(SUPPLIED MATERIAL)

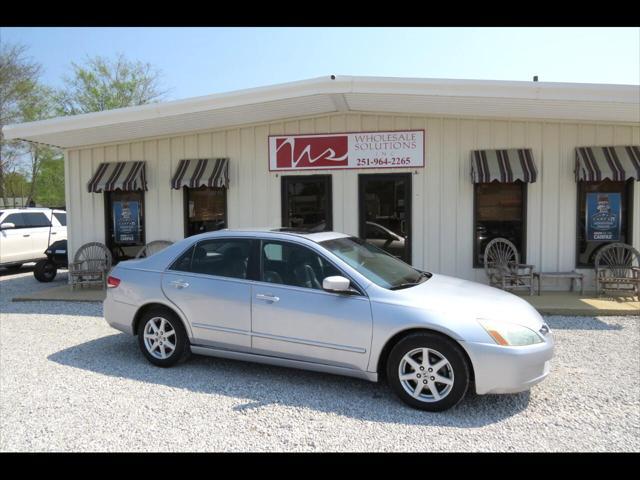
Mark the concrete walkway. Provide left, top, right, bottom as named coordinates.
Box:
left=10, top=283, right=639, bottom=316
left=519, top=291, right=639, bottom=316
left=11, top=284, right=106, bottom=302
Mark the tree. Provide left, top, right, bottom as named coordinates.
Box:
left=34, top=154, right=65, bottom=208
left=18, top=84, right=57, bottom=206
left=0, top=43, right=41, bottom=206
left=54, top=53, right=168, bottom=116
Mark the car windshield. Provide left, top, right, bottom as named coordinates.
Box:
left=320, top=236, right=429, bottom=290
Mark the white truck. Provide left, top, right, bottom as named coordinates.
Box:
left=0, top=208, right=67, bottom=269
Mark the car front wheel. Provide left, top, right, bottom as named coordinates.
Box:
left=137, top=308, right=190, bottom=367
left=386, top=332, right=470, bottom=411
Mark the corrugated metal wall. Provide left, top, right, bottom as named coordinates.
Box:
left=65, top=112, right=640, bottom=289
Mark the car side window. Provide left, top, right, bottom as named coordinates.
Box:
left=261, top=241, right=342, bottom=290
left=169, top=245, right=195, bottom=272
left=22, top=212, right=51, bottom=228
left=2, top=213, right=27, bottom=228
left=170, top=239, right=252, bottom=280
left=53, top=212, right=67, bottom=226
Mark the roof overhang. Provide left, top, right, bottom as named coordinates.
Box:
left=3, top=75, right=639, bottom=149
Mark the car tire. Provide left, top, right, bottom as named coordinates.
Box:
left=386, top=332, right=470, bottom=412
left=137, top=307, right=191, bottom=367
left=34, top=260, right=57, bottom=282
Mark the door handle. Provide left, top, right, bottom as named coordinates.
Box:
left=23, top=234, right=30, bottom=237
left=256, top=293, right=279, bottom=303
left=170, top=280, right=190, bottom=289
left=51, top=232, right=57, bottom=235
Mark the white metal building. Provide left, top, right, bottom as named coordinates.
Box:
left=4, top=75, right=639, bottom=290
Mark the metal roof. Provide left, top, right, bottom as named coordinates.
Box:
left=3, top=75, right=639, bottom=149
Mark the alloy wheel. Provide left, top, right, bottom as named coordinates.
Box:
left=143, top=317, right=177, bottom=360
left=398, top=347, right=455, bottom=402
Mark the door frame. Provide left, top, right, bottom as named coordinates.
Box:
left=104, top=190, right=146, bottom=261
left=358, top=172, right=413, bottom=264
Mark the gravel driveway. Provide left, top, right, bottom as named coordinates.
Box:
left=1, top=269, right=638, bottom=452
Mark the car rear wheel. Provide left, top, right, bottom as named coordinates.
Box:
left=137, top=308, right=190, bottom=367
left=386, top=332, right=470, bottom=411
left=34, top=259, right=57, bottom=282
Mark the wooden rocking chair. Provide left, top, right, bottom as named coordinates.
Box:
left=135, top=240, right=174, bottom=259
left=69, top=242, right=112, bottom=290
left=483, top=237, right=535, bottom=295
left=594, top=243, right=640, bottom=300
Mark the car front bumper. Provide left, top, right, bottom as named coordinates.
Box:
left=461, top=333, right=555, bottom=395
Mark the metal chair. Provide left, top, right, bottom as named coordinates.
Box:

(End SUPPLIED MATERIAL)

*REQUIRED ACTION*: Only the text is to be copied: please reproduce the records exactly and drop the pictures.

*OUTPUT OF THE EXERCISE*:
Mark the concrete walkway. Provide left, top, right, bottom as named coordinates.
Box:
left=10, top=283, right=639, bottom=316
left=519, top=291, right=639, bottom=316
left=11, top=284, right=106, bottom=302
Mark the tree. Provide left, top, right, bottom as named coordinates.
Box:
left=34, top=154, right=65, bottom=208
left=18, top=84, right=57, bottom=206
left=0, top=43, right=41, bottom=206
left=54, top=53, right=168, bottom=116
Mark the car windshield. Provide left, top, right, bottom as named coordinates.
Box:
left=320, top=236, right=429, bottom=290
Mark the white truck. Provide left, top, right, bottom as named coordinates.
Box:
left=0, top=208, right=67, bottom=269
Mark the car front wheel. Provide left, top, right, bottom as named coordinates.
Box:
left=137, top=308, right=190, bottom=367
left=386, top=332, right=470, bottom=411
Mark the corrugated metal wall. Provide left, top, right, bottom as named coordinates.
Box:
left=65, top=112, right=640, bottom=289
Mark the car side window. Provide left, top, right, bottom as named coordinates.
Box:
left=261, top=241, right=342, bottom=290
left=169, top=245, right=195, bottom=272
left=22, top=212, right=51, bottom=228
left=2, top=213, right=27, bottom=228
left=170, top=239, right=252, bottom=280
left=53, top=212, right=67, bottom=226
Mark the roof overhang. Provide left, top, right, bottom as named coordinates.
Box:
left=3, top=75, right=639, bottom=149
Mark the car tire. Provide left, top, right, bottom as named coordinates.
Box:
left=386, top=332, right=470, bottom=412
left=137, top=307, right=191, bottom=367
left=34, top=260, right=57, bottom=282
Mark the door handle. Provide left, top, right, bottom as named coordinates.
Box:
left=23, top=234, right=30, bottom=237
left=256, top=293, right=279, bottom=303
left=170, top=280, right=190, bottom=289
left=51, top=232, right=57, bottom=235
Mark the white metal building. Provide left, top, right, bottom as named coordinates.
Box:
left=4, top=75, right=639, bottom=290
Mark the metal roof. Provide left, top, right, bottom as named coordinates.
Box:
left=3, top=75, right=639, bottom=149
Mark the alloy wheel. Provide left, top, right, bottom as named coordinates.
Box:
left=143, top=317, right=177, bottom=360
left=398, top=347, right=455, bottom=402
Mark the door frame. Provide left, top, right, bottom as named coordinates.
Box:
left=104, top=190, right=146, bottom=261
left=358, top=172, right=413, bottom=264
Mark the gravel driveway. Provide left, top, right, bottom as named coordinates.
Box:
left=1, top=269, right=638, bottom=452
Mark the car rear wheel. Provide left, top, right, bottom as named coordinates.
Box:
left=137, top=308, right=190, bottom=367
left=386, top=332, right=470, bottom=411
left=34, top=259, right=57, bottom=282
Mark the wooden rocking chair. Provide left, top, right, bottom as named coordinates.
Box:
left=135, top=240, right=174, bottom=259
left=69, top=242, right=112, bottom=290
left=483, top=237, right=535, bottom=295
left=594, top=243, right=640, bottom=300
Mark the car front bumper. Provide left, top, right, bottom as named coordinates.
Box:
left=461, top=333, right=555, bottom=395
Mark the metal chair. Provide left, top, right, bottom as named coordinates.
Box:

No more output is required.